== STATED PROBLEM ==
Could you print every one of the items below verbatim, line for line, with nothing changed?

== RECORDS ==
┏━━

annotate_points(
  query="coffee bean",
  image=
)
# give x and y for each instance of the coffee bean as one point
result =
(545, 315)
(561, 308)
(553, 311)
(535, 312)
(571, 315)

┗━━

== RESPONSE TO THE EXERCISE ==
annotate_points(
  query="coffee bean",
  image=
)
# give x and y for each instance of the coffee bean as one point
result =
(545, 315)
(561, 308)
(553, 311)
(535, 312)
(571, 315)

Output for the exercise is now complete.